Vorliegender Text:
- - - - -
Innovationspolitik
Der Staat muss ein konkretes Bild davon haben, wie das eigene Innovationssystem funktioniert und insbesondere wissen:
- wie die Diffusionsgeschwindigkeit im Vergleich zu wichtigen Wettbewerbern ist und was sie beeinflusst
- in welchen Phasen auf nationaler Ebene die Wertschöpfung hoch ist und wo im internationalen Vergleich Potenziale brachliegen
- welche staatlichen Hebel in welchen Sektoren wie effektiv sind (werthaltige Innovationen auslösen / anreizen)
- wie der aktuelle Stand der Implementierung bei Schlüsseltechnologien in den heimischen Unternehmen ist
um auf dieser Basis eine strategische Zielvorstellung zu entwickeln und konsequent umzusetzen.
Rolle des Staats im Innovationssystem
Der Staat tritt im Innovationssystem als Finanzierer, Regulierer und als Betreiber von Infrastruktur auf. Sein Einfluss auf der Nachfrage- wie der Angebotsseite ist groß. Umso wichtiger ist es, dass er ihn bewusst und zielgerichtet im Sinne des Standorts ausübt
Die nationale Innovationspolitik fokussiert bisher stark auf die Angebotsseite, während die Nachfrageseite (z. B. staatliches Beschaffungswesen, aber auch Auswirkungen politischer Grundsatzentscheidungen beispielsweise in der Energiepolitik) kaum beachtet, jedenfalls aber nicht strategisch gestaltet wird.
Die deutsche Innovationspolitik kann grob in vier Phasen unterteilt werden:
Phase 1
Ausbau der Grundlagenforschung, mit überwiegend missionsorientierten Programmen
Phase 2
direkte Förderung der industriellen F+E, Ausrichtung auf Schlüsseltechnologien
Phase 3
Diffusionsorientierte Programme, Stärkung der Verbundforschung und Netzwerke; breitere Verteilung der Verantwortungen auf die Ressorts und Ausbau der Aktivitäten von Bundesländern und EU; Beeinflussung von Rahmenbedingungen
Phase 4
Bündelung von Programmen, Fördermaßnahmen und Initiativen, an globalen Herausforderungen und Metazielen (z. B. Akzeptanz) orientierte Missionen; Dialogmechanismen und Beratungsgremien
Das Innovationssystem als solches wandelt sich ebenfalls:
Chancen in Vordergrund stellen, mit Risiken vernünftig umgehen
Der Staat muss bei der Regulierung die richtige Gewichtung zwischen Chancen und Risiken finden. Während Chancen viel stärker in den Vordergrund gerückt werden müssen, ist beim gesetzgeberischen Umgang mit Risiken deutlich stärker als bisher nach dem Grad der Gefährdung zu differenzieren.
Innovationsfreundlichen Rechtsrahmen schaffen
Der Staat muss einen Rechtsrahmen schaffen, der mindestens so innovationsfreundlich und zukunftsorientiert ist wie die Menschen und Unternehmen, die wir für die Spitzenforschung und die Entwicklung weltweit erfolgreicher Anwendungen aus technologischen Neuerungen brauchen.
- - - - -
Arbeitsauftrag 1: Gib einen Abschnitt aus dem Text zur Innovationspolitik wörtlich wieder. Beginne mit den Worten „- wie der aktuelle“ und höre nach den Worten „strategisch gestaltet wird.“ auf.
Arbeitsauftrag 2: Schreibe den Text zur Innovationspolitik im Anschluss an seinen letzten Satz weiter.

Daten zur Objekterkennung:
- - - - -
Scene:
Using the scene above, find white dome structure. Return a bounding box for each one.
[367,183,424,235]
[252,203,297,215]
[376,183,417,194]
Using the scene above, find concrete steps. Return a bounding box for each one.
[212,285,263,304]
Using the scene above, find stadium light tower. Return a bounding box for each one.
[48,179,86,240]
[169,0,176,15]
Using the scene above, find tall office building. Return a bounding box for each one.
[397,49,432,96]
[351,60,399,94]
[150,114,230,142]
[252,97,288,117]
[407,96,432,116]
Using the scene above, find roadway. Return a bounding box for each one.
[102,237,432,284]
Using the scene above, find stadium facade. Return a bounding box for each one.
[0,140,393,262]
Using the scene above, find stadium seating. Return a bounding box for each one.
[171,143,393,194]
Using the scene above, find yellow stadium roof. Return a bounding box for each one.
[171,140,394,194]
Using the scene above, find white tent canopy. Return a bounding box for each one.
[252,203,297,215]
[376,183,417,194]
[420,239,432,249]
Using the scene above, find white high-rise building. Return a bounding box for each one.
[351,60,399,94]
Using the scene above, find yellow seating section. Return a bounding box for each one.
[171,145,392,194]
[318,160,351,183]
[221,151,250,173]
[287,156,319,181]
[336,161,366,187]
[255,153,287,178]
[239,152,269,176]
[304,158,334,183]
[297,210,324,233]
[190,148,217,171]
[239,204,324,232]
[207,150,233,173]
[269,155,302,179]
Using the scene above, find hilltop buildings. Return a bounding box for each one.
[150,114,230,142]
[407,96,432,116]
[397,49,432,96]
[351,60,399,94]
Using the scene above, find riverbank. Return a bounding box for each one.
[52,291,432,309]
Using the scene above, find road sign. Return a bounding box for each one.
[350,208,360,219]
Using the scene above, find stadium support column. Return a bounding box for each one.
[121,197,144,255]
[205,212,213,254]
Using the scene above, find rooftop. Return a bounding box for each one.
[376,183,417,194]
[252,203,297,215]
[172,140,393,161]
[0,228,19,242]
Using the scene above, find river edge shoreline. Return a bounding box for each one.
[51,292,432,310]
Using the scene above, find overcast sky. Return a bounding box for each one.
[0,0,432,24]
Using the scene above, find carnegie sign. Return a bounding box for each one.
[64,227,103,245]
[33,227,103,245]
- - - - -
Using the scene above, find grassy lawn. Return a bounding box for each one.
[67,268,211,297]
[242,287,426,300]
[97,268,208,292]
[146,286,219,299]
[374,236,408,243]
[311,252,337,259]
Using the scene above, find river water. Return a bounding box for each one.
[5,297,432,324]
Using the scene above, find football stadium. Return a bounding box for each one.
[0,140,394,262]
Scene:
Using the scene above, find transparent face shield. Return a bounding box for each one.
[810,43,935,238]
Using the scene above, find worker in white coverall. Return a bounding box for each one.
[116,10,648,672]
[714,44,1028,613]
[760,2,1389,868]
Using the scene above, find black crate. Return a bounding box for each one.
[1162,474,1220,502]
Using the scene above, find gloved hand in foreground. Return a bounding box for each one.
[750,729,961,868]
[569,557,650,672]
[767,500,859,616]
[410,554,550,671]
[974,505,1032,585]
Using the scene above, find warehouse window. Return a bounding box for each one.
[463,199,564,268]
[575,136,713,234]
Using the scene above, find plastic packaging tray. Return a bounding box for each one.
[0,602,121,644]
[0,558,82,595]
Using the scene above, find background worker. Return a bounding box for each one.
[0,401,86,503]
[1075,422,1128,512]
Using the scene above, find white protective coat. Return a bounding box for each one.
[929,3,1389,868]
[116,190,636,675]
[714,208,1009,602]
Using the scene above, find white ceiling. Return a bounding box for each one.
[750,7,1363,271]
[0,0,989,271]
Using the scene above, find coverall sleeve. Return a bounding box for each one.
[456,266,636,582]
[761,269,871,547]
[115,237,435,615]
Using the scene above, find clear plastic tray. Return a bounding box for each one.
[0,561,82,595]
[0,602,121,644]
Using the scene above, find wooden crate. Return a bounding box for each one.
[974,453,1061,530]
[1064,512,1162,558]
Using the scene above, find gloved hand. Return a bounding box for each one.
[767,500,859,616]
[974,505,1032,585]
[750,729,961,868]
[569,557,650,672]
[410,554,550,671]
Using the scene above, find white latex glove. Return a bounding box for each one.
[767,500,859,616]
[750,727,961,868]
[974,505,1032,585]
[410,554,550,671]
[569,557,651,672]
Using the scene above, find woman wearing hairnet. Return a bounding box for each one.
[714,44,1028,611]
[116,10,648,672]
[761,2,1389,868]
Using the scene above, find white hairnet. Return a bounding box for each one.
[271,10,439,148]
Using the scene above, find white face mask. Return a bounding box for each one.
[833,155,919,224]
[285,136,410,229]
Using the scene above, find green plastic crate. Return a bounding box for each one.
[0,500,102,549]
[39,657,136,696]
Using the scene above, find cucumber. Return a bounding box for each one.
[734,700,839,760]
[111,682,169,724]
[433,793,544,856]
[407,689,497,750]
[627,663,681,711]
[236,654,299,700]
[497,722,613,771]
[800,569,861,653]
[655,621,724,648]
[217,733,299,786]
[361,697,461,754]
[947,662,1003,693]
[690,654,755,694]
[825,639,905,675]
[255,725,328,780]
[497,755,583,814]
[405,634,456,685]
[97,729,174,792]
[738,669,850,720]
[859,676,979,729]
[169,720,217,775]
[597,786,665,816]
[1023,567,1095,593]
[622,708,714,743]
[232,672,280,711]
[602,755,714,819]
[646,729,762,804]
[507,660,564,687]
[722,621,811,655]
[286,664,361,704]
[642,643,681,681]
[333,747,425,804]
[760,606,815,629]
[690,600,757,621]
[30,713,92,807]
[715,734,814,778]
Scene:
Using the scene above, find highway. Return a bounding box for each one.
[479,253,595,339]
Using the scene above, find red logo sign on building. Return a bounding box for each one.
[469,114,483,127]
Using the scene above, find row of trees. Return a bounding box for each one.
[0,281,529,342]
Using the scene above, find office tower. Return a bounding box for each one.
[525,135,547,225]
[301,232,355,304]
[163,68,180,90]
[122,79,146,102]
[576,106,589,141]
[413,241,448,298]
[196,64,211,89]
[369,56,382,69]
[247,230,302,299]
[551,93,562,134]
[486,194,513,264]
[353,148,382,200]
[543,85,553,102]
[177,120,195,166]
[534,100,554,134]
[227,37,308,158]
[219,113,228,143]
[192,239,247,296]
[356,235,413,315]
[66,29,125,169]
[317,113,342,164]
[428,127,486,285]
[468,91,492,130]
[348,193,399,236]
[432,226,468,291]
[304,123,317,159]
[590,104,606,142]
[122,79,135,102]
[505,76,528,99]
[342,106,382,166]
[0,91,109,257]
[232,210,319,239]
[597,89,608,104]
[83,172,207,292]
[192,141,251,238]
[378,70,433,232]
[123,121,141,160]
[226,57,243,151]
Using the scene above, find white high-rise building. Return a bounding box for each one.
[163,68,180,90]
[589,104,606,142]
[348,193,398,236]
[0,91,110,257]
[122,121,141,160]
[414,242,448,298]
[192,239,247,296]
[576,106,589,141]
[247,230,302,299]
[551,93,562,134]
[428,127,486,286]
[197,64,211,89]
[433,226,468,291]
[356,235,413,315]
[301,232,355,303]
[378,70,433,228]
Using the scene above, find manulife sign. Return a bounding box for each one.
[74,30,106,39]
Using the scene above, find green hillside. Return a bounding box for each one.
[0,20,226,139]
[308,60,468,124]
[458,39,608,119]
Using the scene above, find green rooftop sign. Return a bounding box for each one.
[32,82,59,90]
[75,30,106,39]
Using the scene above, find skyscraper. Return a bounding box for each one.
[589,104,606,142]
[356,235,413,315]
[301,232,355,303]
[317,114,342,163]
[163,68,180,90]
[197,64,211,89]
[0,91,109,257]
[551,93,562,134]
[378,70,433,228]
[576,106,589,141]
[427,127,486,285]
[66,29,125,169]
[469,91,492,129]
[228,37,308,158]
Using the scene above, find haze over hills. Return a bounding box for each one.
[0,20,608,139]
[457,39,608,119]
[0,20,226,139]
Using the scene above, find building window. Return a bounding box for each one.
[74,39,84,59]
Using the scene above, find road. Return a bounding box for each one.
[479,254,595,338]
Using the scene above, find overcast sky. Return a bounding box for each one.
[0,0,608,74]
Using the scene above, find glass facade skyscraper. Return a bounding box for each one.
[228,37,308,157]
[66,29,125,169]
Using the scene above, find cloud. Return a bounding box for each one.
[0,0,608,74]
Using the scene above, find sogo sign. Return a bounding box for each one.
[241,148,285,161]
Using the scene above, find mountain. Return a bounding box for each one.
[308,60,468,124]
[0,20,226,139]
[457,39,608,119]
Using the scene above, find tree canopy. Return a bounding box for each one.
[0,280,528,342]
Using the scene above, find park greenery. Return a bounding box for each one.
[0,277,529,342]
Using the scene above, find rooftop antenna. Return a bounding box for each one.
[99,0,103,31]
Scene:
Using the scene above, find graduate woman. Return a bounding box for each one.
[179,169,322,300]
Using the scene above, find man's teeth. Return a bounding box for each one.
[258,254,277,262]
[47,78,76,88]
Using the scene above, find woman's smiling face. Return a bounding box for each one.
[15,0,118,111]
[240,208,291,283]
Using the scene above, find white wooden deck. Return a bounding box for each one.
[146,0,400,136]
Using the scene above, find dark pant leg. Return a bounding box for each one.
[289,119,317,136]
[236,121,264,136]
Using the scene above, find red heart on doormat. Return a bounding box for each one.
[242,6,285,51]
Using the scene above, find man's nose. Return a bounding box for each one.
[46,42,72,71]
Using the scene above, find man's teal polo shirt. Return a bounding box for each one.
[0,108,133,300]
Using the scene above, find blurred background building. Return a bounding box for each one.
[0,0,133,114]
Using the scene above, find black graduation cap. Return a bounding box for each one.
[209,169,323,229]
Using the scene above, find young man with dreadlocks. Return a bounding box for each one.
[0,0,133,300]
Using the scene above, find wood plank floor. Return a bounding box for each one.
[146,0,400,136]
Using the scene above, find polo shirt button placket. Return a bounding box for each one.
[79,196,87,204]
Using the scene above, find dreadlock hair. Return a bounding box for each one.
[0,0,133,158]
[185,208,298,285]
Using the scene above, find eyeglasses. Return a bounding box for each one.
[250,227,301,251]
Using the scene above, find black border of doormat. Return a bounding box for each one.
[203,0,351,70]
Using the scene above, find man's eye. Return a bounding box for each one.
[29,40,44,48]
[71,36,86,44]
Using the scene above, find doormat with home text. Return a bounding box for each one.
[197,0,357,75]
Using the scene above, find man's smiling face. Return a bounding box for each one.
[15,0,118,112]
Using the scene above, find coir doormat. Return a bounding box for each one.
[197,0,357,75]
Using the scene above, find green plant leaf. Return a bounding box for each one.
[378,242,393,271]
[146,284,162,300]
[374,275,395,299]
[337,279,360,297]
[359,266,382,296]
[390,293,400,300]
- - - - -
Ergebnis 1:
- wie der aktuelle Stand der Implementierung bei Schlüsseltechnologien in den heimischen Unternehmen ist
um auf dieser Basis eine strategische Zielvorstellung zu entwickeln und konsequent umzusetzen.
Rolle des Staats im Innovationssystem
Der Staat tritt im Innovationssystem als Finanzierer, Regulierer und als Betreiber von Infrastruktur auf. Sein Einfluss auf der Nachfrage- wie der Angebotsseite ist groß. Umso wichtiger ist es, dass er ihn bewusst und zielgerichtet im Sinne des Standorts ausübt
Die nationale Innovationspolitik fokussiert bisher stark auf die Angebotsseite, während die Nachfrageseite (z. B. staatliches Beschaffungswesen, aber auch Auswirkungen politischer Grundsatzentscheidungen beispielsweise in der Energiepolitik) kaum beachtet, jedenfalls aber nicht strategisch gestaltet wird.

Ergebnis 2:
Die Studie TechCheck 2019. Erfolgsfaktor Mensch. zeigt, dass ein nachweisbarer Zusammenhang zwischen Regulierung und Innovationstätigkeit besteht. Während Deutschland in bestimmten Aspekten des weiten Felds „Qualität der Regulierung“ sehr gut dasteht (Rechtssicherheit, Stabilität des politischen Systems etc.), schneiden wir uns in anderen Bereichen selbst Chancen ab, etwa durch das weit überdurchschnittliche Niveau der Unternehmensbesteuerung, hohe Arbeitskosten und die Unflexibilität unseres Arbeitsrechts.
Vieles von dem, was als neue Regulierungsgegenstände diskutiert wird, regelt das heutige Recht bereits zufriedenstellend, bzw. kann im Rahmen der Vertragsfreiheit zwischen den Beteiligten gestaltet werden. Darüber hinaus muss auch das geltende Recht auf mögliche vermeidbare Hemmnisse überprüft und bei Bedarf angepasst werden. In den bisherigen Handlungsempfehlungen wurden bereits viele Aspekte hervorgehoben, darunter die Haftung für autonome Systeme und den KI-Einsatz, die weiter ihre Gültigkeit behalten.
Mehr Raum für Experimente
Damit ein dichtes Regulierungssystem Innovatoren nicht abschreckt, muss immer Raum für Experimente bestehen. Anderenfalls werden neue Anwendungen außerhalb von Deutschland oder Europa erprobt und letztlich auch zur Marktreife gebracht. Um einen echten „Innovations-Push“ zu erreichen, muss man Regulierung jedenfalls in einem definierten Bereich überschreiten dürfen.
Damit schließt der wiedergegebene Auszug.